Dataset records about object locations.
# # # # # # #
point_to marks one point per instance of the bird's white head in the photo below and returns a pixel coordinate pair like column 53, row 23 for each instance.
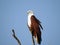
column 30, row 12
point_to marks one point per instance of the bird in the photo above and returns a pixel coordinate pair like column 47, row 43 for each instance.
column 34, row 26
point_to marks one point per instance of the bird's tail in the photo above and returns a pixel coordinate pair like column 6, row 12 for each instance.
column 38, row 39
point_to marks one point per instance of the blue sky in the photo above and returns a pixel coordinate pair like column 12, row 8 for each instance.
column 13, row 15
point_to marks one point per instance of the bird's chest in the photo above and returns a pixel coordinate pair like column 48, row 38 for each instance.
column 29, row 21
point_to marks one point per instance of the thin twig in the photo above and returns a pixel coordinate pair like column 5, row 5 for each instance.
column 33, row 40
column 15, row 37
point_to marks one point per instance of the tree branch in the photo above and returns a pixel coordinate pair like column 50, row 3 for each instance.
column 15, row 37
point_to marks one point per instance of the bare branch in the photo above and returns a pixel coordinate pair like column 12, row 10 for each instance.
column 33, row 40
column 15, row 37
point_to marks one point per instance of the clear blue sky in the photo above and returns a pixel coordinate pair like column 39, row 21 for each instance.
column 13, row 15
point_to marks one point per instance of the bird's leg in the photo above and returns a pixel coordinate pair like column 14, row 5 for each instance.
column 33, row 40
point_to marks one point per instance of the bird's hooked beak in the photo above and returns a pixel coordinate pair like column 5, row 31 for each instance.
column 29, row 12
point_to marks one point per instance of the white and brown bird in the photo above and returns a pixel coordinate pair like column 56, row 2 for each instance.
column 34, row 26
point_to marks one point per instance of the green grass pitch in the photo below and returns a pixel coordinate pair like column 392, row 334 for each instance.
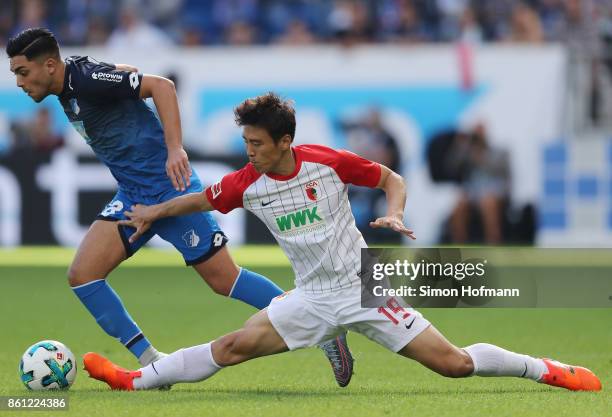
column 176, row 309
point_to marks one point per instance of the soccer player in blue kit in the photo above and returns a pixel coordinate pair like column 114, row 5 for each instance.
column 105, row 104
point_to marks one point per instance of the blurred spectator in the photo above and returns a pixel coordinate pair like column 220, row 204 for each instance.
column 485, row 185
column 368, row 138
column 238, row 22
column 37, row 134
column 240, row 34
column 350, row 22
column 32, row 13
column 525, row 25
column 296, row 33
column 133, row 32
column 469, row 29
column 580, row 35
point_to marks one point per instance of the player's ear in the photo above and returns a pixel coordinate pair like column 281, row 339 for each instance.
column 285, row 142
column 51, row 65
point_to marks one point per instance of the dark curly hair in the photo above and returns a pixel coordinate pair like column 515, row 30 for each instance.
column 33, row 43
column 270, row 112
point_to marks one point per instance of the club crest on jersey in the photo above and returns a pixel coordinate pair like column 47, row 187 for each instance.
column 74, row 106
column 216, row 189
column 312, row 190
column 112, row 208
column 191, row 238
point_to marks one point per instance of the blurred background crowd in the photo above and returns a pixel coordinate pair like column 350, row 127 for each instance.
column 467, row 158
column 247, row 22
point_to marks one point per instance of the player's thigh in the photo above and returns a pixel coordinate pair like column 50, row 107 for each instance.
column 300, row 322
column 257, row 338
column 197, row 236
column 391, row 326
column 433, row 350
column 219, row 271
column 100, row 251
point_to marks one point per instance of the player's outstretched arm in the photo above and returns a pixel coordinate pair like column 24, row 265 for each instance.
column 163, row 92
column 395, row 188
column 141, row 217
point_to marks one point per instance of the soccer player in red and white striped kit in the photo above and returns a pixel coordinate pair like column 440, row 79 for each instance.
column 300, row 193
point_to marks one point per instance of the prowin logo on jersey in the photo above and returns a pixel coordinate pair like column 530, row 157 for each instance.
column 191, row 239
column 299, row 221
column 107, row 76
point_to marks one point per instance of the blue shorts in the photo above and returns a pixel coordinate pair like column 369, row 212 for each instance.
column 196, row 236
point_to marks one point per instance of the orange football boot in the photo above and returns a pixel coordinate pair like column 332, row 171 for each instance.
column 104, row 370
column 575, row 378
# # # # # # #
Direction. Everything from the line with "point_to marks one point per instance of the dark" to the end of the listing above needs to be duplicated exactly, both end lines included, with nothing more.

Final result.
point_to marks one point per instance of the dark curly hair in the photo above and returns a pixel coordinate pair like column 515, row 30 for each instance.
column 33, row 43
column 270, row 112
point_to marks one point per instance of the club crest on jersey in the photo above and returns a pixel coordinate pair like column 47, row 187 for each instance.
column 74, row 106
column 216, row 189
column 312, row 190
column 112, row 208
column 191, row 238
point_to marks one point per instance of the blurred background crowd in the photo above and returns a pixel coordinate pair like column 350, row 127 for each instance.
column 467, row 158
column 247, row 22
point_to marks one point per instance of the player's thigh in the photo above and returns a pixel coordinate pair like column 50, row 107 for each instance.
column 300, row 322
column 257, row 338
column 197, row 236
column 391, row 326
column 433, row 350
column 219, row 271
column 100, row 251
point_to marks one point per instance of the player's outstretched arm in the photo above and returns a pixel coordinate pair like column 24, row 265 for each instance.
column 163, row 92
column 395, row 188
column 141, row 217
point_to marks one point per instance of the soccer player in red and white striped kit in the photo above and returns a pixel coordinate pair like column 440, row 79 for each instance.
column 300, row 193
point_to marks one point per instance of the prowin logo on jersey in the photo above and returns a pixel coordinate pair like column 530, row 157 for each instance.
column 191, row 239
column 299, row 221
column 107, row 76
point_to marks one point per instance of the blue shorts in the photo above and returns a pixel coordinate pair like column 369, row 212 for each instance.
column 196, row 236
point_to marks one point per instance of the orange football boot in the photo above and returns a pixel coordinate pair like column 332, row 171 for each instance.
column 104, row 370
column 575, row 378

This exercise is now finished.